Two-Stage Multiple Test Procedures Controlling False Discovery Rate with auxiliary variable and their Application to Set4Delta Mutant Data
Seohwa Hwang, Mark Louie Ramos, DoHwan Park, Junyong Park, Johan Lim, Erin Green
TL;DR
This paper addresses improving false discovery rate (FDR) control in multiple testing by leveraging auxiliary information through a copula-based joint model of the primary statistic and an auxiliary variable. It introduces two-stage FDR procedures, Two-Stage FDR(H) and Two-Stage FDR(S), which use hard or soft thresholds on the auxiliary variable to refine testing of the primary variable while maintaining FDR at a pre-specified level. Through simulations and a Set4$\Delta$ yeast dataset, the methods demonstrate higher power than traditional one-stage approaches and many covariate-assisted methods, with robust FDR control even when the copula is misspecified. The work provides practical benefits for gene discovery under stress conditions and offers data and code for reproducibility and broader application to problems with a primary and auxiliary variable.

Data supplied:
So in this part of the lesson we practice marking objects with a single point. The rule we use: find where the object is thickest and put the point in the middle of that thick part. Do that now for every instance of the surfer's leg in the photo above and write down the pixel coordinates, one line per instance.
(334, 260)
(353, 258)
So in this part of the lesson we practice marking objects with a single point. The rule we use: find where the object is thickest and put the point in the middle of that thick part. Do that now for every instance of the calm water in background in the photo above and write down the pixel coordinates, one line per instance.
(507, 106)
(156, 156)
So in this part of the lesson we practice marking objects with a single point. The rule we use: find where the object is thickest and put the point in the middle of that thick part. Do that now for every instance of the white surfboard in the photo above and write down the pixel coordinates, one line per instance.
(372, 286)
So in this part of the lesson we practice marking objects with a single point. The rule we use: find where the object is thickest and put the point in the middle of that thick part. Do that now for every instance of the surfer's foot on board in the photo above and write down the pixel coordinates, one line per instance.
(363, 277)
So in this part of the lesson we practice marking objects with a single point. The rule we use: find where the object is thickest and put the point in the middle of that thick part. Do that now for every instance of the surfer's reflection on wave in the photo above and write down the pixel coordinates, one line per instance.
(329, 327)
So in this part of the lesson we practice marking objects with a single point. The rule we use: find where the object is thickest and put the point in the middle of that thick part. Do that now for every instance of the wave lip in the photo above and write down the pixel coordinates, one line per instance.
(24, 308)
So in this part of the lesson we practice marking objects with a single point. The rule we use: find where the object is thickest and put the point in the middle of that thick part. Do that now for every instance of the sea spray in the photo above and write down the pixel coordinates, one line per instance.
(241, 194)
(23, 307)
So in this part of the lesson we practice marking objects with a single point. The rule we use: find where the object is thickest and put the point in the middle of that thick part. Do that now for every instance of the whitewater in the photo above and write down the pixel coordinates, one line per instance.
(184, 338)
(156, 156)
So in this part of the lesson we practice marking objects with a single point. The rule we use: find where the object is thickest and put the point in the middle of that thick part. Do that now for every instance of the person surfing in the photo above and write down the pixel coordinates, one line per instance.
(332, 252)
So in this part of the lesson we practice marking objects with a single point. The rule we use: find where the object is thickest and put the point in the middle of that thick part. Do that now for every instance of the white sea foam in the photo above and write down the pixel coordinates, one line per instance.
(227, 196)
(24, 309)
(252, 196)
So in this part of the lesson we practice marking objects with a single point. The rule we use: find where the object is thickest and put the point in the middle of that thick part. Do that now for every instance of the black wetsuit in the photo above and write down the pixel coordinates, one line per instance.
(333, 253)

...

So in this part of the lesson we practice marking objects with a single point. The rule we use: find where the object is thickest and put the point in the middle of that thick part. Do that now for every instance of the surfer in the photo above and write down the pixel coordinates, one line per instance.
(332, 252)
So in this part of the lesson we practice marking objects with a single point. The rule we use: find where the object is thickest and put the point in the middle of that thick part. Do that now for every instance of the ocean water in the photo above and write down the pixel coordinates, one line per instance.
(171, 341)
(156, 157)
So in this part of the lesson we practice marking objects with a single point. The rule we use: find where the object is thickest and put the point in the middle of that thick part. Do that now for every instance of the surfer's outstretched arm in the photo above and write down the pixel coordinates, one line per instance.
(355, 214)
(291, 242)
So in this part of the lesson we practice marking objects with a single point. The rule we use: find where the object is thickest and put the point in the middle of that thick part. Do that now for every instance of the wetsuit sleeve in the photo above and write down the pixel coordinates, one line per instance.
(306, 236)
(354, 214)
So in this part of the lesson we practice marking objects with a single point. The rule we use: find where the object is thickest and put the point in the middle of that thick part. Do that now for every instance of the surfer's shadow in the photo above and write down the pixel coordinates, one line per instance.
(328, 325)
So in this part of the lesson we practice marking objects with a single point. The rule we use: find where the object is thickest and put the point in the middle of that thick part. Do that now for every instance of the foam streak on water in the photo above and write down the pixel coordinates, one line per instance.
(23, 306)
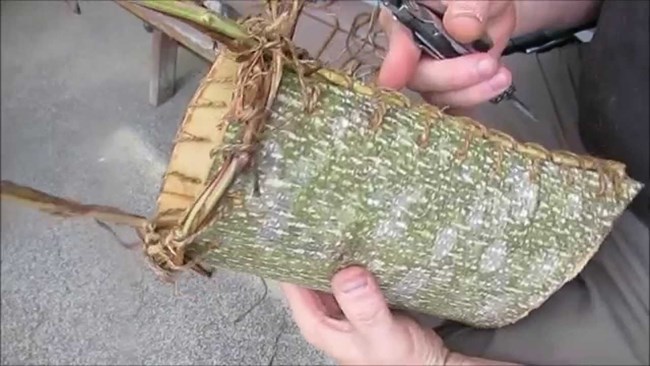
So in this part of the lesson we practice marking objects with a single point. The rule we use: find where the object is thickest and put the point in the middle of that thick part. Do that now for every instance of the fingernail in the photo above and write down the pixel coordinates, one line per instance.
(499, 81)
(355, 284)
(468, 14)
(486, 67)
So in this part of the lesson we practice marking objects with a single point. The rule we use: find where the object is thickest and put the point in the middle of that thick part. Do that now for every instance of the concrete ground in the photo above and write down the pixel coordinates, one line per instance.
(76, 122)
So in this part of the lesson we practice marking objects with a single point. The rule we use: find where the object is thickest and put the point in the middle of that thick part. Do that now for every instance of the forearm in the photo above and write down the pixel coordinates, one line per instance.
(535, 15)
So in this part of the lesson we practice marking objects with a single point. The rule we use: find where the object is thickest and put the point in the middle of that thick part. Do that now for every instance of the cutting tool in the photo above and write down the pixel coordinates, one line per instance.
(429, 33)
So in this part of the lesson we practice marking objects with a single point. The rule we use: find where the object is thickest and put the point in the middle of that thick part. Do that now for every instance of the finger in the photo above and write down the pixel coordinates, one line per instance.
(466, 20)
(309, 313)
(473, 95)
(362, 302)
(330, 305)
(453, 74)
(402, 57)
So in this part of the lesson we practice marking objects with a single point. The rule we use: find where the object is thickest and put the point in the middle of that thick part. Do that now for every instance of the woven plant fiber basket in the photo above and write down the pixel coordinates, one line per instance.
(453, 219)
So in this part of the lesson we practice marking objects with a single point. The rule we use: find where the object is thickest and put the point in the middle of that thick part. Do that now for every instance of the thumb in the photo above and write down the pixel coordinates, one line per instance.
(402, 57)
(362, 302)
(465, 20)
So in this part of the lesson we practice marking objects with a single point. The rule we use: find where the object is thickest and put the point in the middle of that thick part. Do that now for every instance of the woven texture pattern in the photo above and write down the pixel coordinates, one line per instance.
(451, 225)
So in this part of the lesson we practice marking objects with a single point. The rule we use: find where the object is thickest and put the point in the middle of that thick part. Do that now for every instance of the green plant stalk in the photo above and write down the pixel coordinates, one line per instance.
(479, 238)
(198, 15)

==

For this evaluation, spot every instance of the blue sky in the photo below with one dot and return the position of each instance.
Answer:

Activity 1:
Answer these about the paper summary:
(a) What kind of joint model links the primary statistic and the auxiliary variable?
(b) What two kinds of thresholds do the two-stage procedures apply to the auxiliary variable?
(c) What does the work offer for reproducibility?
Activity 2:
List every author named in the paper summary.
The data bear no relation to the paper summary.

Task output 1:
(a) A copula-based joint model.
(b) Hard or soft thresholds.
(c) Data and code.

Task output 2:
Seohwa Hwang, Mark Louie Ramos, DoHwan Park, Junyong Park, Johan Lim, Erin Green